EXCERPTED RECORDS:
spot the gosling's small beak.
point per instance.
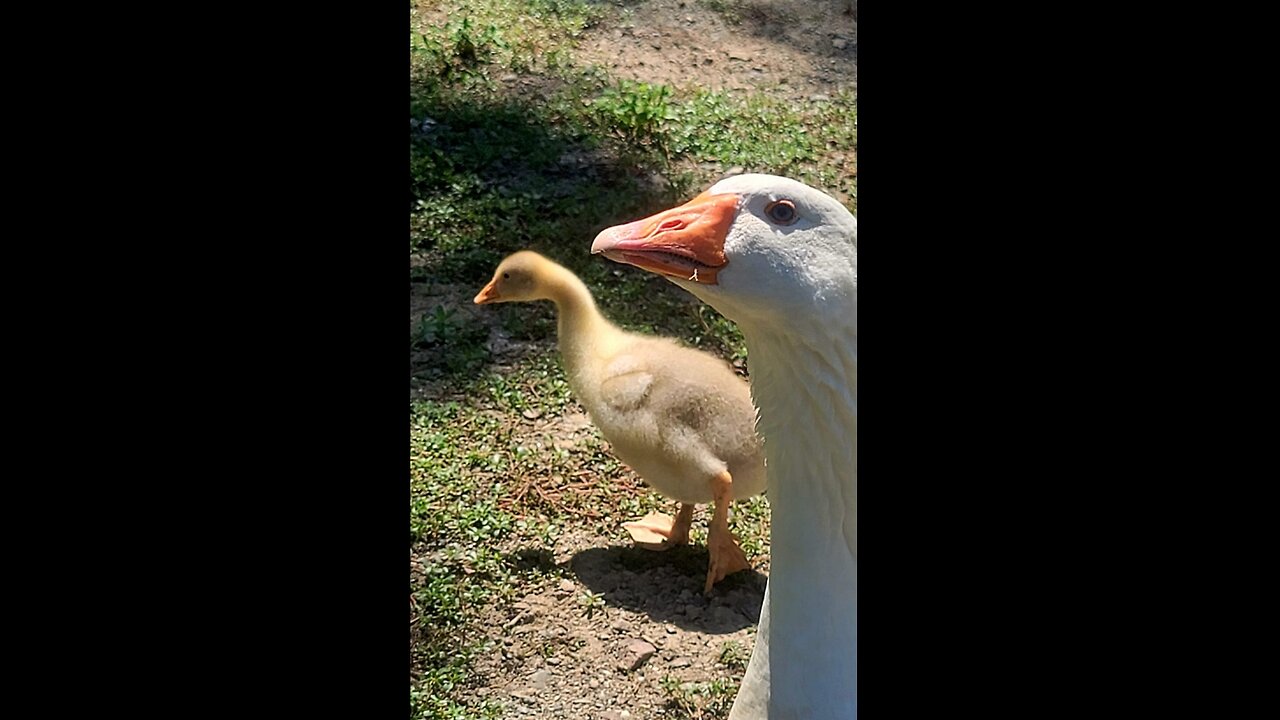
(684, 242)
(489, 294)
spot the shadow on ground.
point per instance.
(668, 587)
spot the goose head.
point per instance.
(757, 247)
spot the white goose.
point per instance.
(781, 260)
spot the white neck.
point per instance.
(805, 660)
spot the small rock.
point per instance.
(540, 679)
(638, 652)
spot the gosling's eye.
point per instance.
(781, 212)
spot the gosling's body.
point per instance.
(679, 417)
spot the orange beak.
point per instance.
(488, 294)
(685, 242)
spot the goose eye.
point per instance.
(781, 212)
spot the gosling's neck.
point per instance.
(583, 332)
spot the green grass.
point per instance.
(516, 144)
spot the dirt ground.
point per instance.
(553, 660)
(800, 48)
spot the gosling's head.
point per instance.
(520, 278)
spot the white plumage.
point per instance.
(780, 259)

* * *

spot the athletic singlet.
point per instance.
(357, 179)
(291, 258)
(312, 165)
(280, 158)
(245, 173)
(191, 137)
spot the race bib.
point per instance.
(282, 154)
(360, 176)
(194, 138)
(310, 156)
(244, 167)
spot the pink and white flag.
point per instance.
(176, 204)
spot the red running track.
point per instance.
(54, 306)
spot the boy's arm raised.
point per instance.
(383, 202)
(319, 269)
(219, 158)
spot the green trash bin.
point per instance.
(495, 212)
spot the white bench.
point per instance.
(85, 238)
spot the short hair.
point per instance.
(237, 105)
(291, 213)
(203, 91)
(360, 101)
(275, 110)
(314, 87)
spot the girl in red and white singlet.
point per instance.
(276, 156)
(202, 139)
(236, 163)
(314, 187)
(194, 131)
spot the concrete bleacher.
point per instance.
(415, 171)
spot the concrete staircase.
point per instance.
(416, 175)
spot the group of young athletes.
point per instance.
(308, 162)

EXERCISE PROMPT: Gather every line in the items above that contains the word "ground".

THE COMPLETED TASK:
spot the shadow on ground.
spot the dirt ground.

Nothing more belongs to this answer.